Qui non ci sono "belle" foto. Sono quasi tutte scattate da bordo di un furgone in movimento, con tante vibrazioni, scossoni, attraverso un vetro colorato, con riflessi che nemmeno il polarizzatore riesce a togliere. Sono il punto di vista di un viaggiatore, sono appunti, idee, sensazioni, considerazioni e qualche ricordo.
Sono un piccolo diario di un viaggio attraverso tre paesi dell'Europa latina, un viaggio rapido, di necessità, con qualche velatura di malinconia: non un viaggio in paesi esotici e lontani, in vacanza, eclatante e glamour. Sono foto da sfogliare alla svelta, come quelle di un album...
Mesi fa aveva buttato lì l'idea: "Prendiamo un furgone e facciamolo noi il trasloco".
Un po' una follia, tipo quelle che facevo quando ero più giovane. Il mio amico deve liberare la casa dei suoi genitori che dall'anno scorso non ci sono più: da diversi anni lui abita e lavora a Madrid, e questo è il taglio definitivo con la casa dove è cresciuto, con i suoi luoghi, i paesoni a ovest di Milano. Alla fine la settimana prescelta per il viaggio arriva: abbiamo deciso di fare l'andata in una sola tratta, sono parecchie ore ma in due è possibile.
Io arrivo a Magenta in treno, un salto in albergo per lasciare la borsa e andiamo a cena. Non sono mai stato in questi luoghi e così decidiamo di andare a prendere il caffè a Vigevano, il mio amico vuole farmi vedere la piazza Ducale: stupenda.

Ma c'è poco tempo per fare turismo, domattina ci attende la sveglia per partire. In realtà, nonostante i buoni propositi, non riusciamo a metterci in marcia che alle 9.45, lasciando una Pianura padana dal tempo incerto e che non smette mai di stupirmi, per me non abituato a un simile paesaggio senza rilievi significativi...

Filiamo via senza problemi; come nella canzone di Paolo Conte a un certo punto, da dietro una curva spunta il mare. Amo la Liguria, ho tanti ricordi. Non mi piace molto il mare in genere, ma amo la sua costa scoscesa, le baie, la natura contradditoria di questa terra.

Mi piacciono i suoi paesi, i borghi arroccati sulla montagna, le palme e le case color ocra, rosa e giallo.

La Riviera dei fiori, serre dovunque.

Ecco una sensazione che ho tutte le volte che varco il confine con la Francia: lo so che non è vero, ma ho come l'impressione che da qui in poi tutto sia più bello. Magari è solo la fama dei luoghi, la Costa Azzurra. Mentone, che a febbraio si decora con le arance...

Di sicuro l'autostrada è migliore, lo sono anche le gallerie che in questa zona si susseguono, una dopo l'altra.

Continuiamo a macinare chilometri e arriviamo in un'altra provincia stupenda, la Provenza. Non c'è solo mare o lavanda, anche montagne imponenti.
----
> _Compito breve a_
Quali righe dell'elenco contengono la stringa "forested"? Trovale e copiale tutte, distinguendo tra maiuscole e minuscole.
Il diario di viaggio e l'elenco non hanno alcun legame tra loro.

Voci archiviate del dataset
----
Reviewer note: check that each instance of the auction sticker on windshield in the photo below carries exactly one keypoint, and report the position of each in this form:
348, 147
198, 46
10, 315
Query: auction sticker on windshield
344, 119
----
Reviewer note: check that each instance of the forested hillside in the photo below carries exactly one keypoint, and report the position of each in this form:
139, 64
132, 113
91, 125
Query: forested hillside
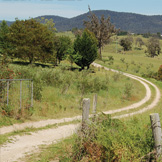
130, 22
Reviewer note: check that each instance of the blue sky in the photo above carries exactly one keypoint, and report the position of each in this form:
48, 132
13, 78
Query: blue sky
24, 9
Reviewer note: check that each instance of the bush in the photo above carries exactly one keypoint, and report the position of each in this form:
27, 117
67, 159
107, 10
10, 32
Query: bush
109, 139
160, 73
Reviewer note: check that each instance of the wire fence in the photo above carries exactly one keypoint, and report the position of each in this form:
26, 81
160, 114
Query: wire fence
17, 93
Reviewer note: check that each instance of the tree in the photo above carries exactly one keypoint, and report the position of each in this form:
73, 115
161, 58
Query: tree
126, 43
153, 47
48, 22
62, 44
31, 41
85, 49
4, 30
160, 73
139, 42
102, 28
----
> _Compito breve b_
Puoi trascrivere parola per parola il passo del diario di viaggio che comincia con "Ma c'è poco" e prosegue fino a "fiori, serre dovunque."?

> _Risultato esercizio a_
Reviewer note: check that each instance of the forested hillside in the photo below carries exactly one keypoint, and report the position of each in this form:
Query: forested hillside

> _Risultato esercizio b_
Ma c'è poco tempo per fare turismo, domattina ci attende la sveglia per partire. In realtà, nonostante i buoni propositi, non riusciamo a metterci in marcia che alle 9.45, lasciando una Pianura padana dal tempo incerto e che non smette mai di stupirmi, per me non abituato a un simile paesaggio senza rilievi significativi...

Filiamo via senza problemi; come nella canzone di Paolo Conte a un certo punto, da dietro una curva spunta il mare. Amo la Liguria, ho tanti ricordi. Non mi piace molto il mare in genere, ma amo la sua costa scoscesa, le baie, la natura contradditoria di questa terra.

Mi piacciono i suoi paesi, i borghi arroccati sulla montagna, le palme e le case color ocra, rosa e giallo.

La Riviera dei fiori, serre dovunque.